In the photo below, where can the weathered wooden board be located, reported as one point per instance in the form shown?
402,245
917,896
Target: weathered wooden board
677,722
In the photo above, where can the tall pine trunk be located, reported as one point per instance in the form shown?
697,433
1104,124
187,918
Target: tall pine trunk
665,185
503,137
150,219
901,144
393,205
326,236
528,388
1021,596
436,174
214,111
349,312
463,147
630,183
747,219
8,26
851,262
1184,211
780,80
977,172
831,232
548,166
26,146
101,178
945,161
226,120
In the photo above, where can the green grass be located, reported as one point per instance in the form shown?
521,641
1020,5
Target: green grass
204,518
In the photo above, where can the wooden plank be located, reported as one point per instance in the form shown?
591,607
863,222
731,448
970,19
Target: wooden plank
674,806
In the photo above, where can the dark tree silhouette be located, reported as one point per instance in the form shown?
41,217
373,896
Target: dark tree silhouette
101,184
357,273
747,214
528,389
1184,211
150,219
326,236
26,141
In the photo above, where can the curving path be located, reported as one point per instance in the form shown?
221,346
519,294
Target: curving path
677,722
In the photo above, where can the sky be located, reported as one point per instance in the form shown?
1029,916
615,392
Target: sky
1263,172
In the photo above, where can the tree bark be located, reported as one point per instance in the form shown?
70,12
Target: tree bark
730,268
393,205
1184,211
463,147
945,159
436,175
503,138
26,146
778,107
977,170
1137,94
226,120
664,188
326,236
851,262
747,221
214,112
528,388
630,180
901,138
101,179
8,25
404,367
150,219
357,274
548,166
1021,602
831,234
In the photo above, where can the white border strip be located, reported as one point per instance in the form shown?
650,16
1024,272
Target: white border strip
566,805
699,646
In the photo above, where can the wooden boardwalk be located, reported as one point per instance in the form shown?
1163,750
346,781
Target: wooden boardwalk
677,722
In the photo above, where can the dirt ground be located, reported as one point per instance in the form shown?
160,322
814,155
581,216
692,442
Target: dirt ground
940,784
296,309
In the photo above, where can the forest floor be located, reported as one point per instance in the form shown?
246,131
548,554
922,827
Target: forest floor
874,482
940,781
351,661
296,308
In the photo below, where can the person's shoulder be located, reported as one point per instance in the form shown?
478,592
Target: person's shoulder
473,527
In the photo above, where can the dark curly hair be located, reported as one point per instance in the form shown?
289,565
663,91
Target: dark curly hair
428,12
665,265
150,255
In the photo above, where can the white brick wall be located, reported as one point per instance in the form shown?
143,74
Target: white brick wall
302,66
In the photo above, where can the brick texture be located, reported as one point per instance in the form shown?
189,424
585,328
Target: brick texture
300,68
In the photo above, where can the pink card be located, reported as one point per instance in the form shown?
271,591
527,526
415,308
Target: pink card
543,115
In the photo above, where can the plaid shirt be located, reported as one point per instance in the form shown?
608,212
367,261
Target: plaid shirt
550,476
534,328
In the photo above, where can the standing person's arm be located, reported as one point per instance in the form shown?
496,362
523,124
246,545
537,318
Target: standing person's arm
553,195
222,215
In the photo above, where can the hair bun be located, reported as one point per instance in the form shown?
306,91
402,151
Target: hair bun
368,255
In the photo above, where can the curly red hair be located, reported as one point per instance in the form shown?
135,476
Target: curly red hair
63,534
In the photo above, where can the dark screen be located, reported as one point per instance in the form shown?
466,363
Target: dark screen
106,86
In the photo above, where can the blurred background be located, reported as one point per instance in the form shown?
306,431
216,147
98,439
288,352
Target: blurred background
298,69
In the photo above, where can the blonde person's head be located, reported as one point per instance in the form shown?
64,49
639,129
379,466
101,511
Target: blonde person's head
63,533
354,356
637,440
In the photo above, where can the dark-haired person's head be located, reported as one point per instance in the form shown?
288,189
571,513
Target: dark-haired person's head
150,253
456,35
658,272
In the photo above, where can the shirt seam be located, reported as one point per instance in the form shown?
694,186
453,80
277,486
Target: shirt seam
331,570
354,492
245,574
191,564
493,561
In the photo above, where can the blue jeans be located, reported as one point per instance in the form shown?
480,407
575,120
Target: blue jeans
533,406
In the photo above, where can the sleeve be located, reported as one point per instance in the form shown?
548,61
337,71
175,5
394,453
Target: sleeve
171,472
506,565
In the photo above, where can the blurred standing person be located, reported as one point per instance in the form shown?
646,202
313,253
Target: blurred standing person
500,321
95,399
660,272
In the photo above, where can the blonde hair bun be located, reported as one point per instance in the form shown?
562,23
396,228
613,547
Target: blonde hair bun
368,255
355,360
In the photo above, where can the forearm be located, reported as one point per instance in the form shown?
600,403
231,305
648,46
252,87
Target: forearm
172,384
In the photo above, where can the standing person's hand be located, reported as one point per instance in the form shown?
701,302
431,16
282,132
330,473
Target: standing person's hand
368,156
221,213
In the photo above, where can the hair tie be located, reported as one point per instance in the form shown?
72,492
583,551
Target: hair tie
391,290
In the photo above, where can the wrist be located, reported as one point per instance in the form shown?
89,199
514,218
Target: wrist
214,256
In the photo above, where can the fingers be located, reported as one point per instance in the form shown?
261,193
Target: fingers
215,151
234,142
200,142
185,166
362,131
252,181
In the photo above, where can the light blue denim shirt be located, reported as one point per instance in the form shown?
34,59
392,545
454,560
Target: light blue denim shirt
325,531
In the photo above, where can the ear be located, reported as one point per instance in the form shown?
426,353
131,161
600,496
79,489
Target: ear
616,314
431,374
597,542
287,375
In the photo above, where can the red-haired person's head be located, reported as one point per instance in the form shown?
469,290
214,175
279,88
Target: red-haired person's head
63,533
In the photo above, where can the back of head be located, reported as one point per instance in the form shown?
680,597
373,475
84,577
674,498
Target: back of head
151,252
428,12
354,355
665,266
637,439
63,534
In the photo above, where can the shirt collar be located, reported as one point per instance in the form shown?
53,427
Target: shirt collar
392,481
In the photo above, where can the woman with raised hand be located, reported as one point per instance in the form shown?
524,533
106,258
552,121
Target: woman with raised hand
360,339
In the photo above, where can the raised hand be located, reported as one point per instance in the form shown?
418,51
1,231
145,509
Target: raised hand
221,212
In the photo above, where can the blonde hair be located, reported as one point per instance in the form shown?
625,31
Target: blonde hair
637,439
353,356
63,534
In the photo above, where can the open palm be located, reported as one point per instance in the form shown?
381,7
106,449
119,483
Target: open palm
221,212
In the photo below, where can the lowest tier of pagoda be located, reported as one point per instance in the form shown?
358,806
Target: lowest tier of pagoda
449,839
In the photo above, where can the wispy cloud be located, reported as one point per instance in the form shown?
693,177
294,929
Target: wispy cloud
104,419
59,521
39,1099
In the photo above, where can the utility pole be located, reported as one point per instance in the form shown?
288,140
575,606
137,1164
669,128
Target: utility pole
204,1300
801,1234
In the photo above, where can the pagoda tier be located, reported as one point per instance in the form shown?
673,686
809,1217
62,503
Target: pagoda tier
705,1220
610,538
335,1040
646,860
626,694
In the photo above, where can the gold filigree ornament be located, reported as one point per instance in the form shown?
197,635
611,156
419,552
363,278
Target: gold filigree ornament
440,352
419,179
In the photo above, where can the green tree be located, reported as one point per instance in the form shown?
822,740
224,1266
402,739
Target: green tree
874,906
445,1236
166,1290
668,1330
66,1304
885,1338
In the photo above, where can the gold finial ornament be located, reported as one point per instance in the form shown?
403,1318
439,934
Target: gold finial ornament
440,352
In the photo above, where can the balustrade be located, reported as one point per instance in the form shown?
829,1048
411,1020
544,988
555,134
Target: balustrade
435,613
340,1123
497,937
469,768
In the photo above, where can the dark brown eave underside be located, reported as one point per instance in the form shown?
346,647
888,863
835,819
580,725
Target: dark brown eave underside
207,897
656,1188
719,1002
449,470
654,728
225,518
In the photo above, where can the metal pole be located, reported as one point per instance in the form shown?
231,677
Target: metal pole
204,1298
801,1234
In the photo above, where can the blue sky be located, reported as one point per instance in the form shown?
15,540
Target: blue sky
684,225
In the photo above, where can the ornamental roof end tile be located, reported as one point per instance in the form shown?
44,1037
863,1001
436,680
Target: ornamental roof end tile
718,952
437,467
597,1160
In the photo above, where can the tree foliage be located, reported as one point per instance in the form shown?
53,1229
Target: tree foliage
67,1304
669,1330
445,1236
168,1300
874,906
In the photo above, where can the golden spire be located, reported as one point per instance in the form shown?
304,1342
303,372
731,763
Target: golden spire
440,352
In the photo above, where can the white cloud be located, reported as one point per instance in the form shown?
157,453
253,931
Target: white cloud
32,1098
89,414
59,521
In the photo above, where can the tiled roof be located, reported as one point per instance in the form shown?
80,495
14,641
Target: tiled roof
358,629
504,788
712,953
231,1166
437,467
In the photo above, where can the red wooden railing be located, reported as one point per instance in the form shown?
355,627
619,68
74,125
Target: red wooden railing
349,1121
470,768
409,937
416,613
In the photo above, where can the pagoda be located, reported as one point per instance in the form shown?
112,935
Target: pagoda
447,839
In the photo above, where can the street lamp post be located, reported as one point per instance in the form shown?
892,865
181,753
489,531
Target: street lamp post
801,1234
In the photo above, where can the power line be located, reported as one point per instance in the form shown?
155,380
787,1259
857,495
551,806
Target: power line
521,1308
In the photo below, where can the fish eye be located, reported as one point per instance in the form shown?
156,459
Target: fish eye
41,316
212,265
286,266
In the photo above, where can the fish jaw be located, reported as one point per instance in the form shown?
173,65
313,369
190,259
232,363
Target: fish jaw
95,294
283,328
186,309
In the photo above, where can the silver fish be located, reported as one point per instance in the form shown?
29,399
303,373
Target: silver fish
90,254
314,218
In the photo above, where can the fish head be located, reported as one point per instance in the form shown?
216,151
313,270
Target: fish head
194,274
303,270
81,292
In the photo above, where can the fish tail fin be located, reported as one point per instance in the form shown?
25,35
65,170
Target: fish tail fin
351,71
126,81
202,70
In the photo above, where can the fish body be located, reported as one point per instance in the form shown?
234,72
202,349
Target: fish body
^^^^^^^^
Instructions to follow:
Starting at the line that contains "In the photo above, where can the fish body" and ending with the final line of the items above, output every line as a numbered list, skipping blank lines.

Written response:
1. In the photo above, where can the fish body be located, reported as one point per instance in the form shown?
2. 234,72
3. 202,349
4. Target: fish body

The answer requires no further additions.